• _THE TASK_
Even the shortest line counts, so transcribe all the data exactly.

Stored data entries
==============================

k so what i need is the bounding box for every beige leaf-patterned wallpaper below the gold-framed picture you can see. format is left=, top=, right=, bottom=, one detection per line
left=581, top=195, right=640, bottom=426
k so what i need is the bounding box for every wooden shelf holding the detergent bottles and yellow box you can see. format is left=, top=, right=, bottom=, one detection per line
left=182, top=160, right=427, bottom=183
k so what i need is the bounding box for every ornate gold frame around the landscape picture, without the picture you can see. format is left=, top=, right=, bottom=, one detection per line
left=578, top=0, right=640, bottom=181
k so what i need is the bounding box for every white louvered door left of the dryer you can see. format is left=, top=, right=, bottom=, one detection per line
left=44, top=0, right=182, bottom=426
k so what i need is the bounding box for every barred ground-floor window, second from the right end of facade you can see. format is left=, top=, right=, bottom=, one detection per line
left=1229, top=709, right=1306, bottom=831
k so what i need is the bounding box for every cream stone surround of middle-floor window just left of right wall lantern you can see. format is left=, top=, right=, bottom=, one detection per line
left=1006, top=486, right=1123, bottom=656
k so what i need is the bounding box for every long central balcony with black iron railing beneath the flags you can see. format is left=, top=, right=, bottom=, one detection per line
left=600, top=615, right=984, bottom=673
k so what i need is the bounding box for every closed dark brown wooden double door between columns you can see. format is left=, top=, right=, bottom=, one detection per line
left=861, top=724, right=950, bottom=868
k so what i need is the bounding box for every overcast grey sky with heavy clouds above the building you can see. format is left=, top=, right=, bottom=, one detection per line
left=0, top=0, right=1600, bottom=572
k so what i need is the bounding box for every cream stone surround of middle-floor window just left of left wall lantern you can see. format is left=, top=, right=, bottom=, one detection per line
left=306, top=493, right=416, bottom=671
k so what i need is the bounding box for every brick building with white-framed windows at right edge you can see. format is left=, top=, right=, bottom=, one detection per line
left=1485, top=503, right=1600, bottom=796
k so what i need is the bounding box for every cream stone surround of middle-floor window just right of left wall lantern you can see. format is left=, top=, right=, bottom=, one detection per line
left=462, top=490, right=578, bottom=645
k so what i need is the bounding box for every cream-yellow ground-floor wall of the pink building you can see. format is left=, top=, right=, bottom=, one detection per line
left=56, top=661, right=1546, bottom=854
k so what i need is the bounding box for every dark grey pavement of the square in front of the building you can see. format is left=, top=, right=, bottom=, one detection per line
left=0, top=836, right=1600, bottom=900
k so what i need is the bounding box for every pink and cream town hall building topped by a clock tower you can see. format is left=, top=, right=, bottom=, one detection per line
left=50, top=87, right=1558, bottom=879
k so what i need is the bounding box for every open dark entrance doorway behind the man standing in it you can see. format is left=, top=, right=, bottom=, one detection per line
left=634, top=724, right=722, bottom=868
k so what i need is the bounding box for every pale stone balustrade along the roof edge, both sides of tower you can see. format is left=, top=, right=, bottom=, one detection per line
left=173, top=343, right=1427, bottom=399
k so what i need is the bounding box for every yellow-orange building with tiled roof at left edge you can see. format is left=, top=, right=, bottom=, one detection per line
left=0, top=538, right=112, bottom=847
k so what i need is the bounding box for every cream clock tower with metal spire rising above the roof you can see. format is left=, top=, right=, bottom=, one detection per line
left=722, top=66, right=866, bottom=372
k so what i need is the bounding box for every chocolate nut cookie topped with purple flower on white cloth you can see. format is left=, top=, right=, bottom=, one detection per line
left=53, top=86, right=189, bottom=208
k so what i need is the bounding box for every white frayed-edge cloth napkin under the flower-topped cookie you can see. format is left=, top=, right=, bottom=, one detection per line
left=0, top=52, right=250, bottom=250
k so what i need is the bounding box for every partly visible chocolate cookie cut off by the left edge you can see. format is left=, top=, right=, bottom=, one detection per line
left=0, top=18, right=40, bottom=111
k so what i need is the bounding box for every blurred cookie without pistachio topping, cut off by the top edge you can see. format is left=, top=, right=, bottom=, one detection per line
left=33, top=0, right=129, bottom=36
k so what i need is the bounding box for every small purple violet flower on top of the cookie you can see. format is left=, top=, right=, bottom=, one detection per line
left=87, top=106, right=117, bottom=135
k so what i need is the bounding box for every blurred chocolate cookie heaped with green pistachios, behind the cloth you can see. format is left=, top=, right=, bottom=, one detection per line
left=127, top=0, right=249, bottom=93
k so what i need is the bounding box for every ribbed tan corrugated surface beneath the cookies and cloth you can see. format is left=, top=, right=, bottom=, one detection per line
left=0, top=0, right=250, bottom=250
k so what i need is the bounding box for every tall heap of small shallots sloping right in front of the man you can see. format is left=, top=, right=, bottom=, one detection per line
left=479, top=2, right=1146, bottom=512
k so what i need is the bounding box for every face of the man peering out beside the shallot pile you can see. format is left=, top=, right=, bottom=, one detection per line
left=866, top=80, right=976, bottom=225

==============================

• _SOLUTION BELOW_
k so what i need is the bounding box for every beige leaf-patterned wallpaper below the gold-framed picture you can see. format is left=, top=, right=, bottom=, one detection per line
left=581, top=195, right=640, bottom=426
k so what i need is the bounding box for every wooden shelf holding the detergent bottles and yellow box you can see. format is left=, top=, right=, bottom=, one detection per line
left=182, top=160, right=427, bottom=183
k so what i need is the bounding box for every ornate gold frame around the landscape picture, without the picture you can see. format is left=, top=, right=, bottom=, one detection per line
left=578, top=0, right=640, bottom=181
k so what i need is the bounding box for every white louvered door left of the dryer you can see. format is left=, top=, right=, bottom=, one detection per line
left=44, top=0, right=182, bottom=426
k so what i need is the bounding box for every barred ground-floor window, second from the right end of facade you can see. format is left=, top=, right=, bottom=, one detection per line
left=1229, top=709, right=1306, bottom=831
k so what i need is the bounding box for every cream stone surround of middle-floor window just left of right wall lantern you can see. format is left=, top=, right=, bottom=, one detection per line
left=1006, top=486, right=1123, bottom=656
k so what i need is the bounding box for every long central balcony with black iron railing beneath the flags you can see. format is left=, top=, right=, bottom=, one detection per line
left=600, top=615, right=984, bottom=673
k so what i need is the bounding box for every closed dark brown wooden double door between columns you can see. format is left=, top=, right=, bottom=, one detection per line
left=861, top=724, right=950, bottom=868
k so what i need is the bounding box for every overcast grey sky with heavy clouds above the building you can see. format is left=, top=, right=, bottom=, one detection per line
left=0, top=0, right=1600, bottom=572
k so what i need is the bounding box for every cream stone surround of middle-floor window just left of left wall lantern you can see. format is left=, top=, right=, bottom=, one detection per line
left=306, top=493, right=416, bottom=671
k so what i need is the bounding box for every brick building with white-framed windows at right edge you can see. format is left=, top=, right=, bottom=, one detection per line
left=1485, top=503, right=1600, bottom=796
k so what i need is the bounding box for every cream stone surround of middle-floor window just right of left wall lantern you can see. format is left=, top=, right=, bottom=, one detection per line
left=462, top=490, right=578, bottom=645
k so what i need is the bounding box for every cream-yellow ground-floor wall of the pink building you can see. format is left=, top=, right=, bottom=, one detection per line
left=56, top=661, right=1546, bottom=854
k so what i need is the bounding box for every dark grey pavement of the square in front of the building you can see. format is left=, top=, right=, bottom=, one detection per line
left=0, top=836, right=1600, bottom=900
k so what i need is the bounding box for every pink and cream town hall building topped by a clock tower you can see. format is left=, top=, right=, bottom=, one detection per line
left=50, top=87, right=1558, bottom=879
k so what i need is the bounding box for every open dark entrance doorway behind the man standing in it you can see. format is left=, top=, right=, bottom=, one detection per line
left=634, top=724, right=722, bottom=868
k so what i need is the bounding box for every pale stone balustrade along the roof edge, both sides of tower you can see. format is left=, top=, right=, bottom=, one detection per line
left=173, top=343, right=1427, bottom=399
k so what i need is the bounding box for every yellow-orange building with tiled roof at left edge you can see. format is left=, top=, right=, bottom=, one detection per line
left=0, top=538, right=112, bottom=847
k so what i need is the bounding box for every cream clock tower with metal spire rising above the roof you can see. format is left=, top=, right=, bottom=, one detection per line
left=722, top=66, right=866, bottom=372
k so what i need is the bounding box for every chocolate nut cookie topped with purple flower on white cloth you can see. format is left=, top=, right=, bottom=, one detection per line
left=53, top=86, right=189, bottom=208
k so what i need is the bounding box for every white frayed-edge cloth napkin under the flower-topped cookie you can see. format is left=, top=, right=, bottom=, one detection per line
left=0, top=52, right=250, bottom=250
k so what i need is the bounding box for every partly visible chocolate cookie cut off by the left edge you can see. format is left=, top=, right=, bottom=, one detection per line
left=0, top=18, right=40, bottom=111
k so what i need is the bounding box for every blurred cookie without pistachio topping, cut off by the top edge you can see. format is left=, top=, right=, bottom=, one detection per line
left=33, top=0, right=129, bottom=36
k so what i need is the bounding box for every small purple violet flower on top of the cookie you can see. format is left=, top=, right=, bottom=, one detection per line
left=87, top=106, right=117, bottom=135
k so what i need is the bounding box for every blurred chocolate cookie heaped with green pistachios, behind the cloth you can see. format is left=, top=, right=, bottom=, one detection per line
left=127, top=0, right=249, bottom=93
k so what i need is the bounding box for every ribbed tan corrugated surface beneath the cookies and cloth you can see. format is left=, top=, right=, bottom=, one detection per line
left=0, top=0, right=250, bottom=250
k so what i need is the bounding box for every tall heap of small shallots sloping right in front of the man you can see. format is left=, top=, right=, bottom=, one detection per line
left=479, top=2, right=1146, bottom=512
k so what i need is the bounding box for every face of the man peering out beside the shallot pile you can see. format is left=, top=, right=, bottom=, one detection per line
left=866, top=80, right=976, bottom=225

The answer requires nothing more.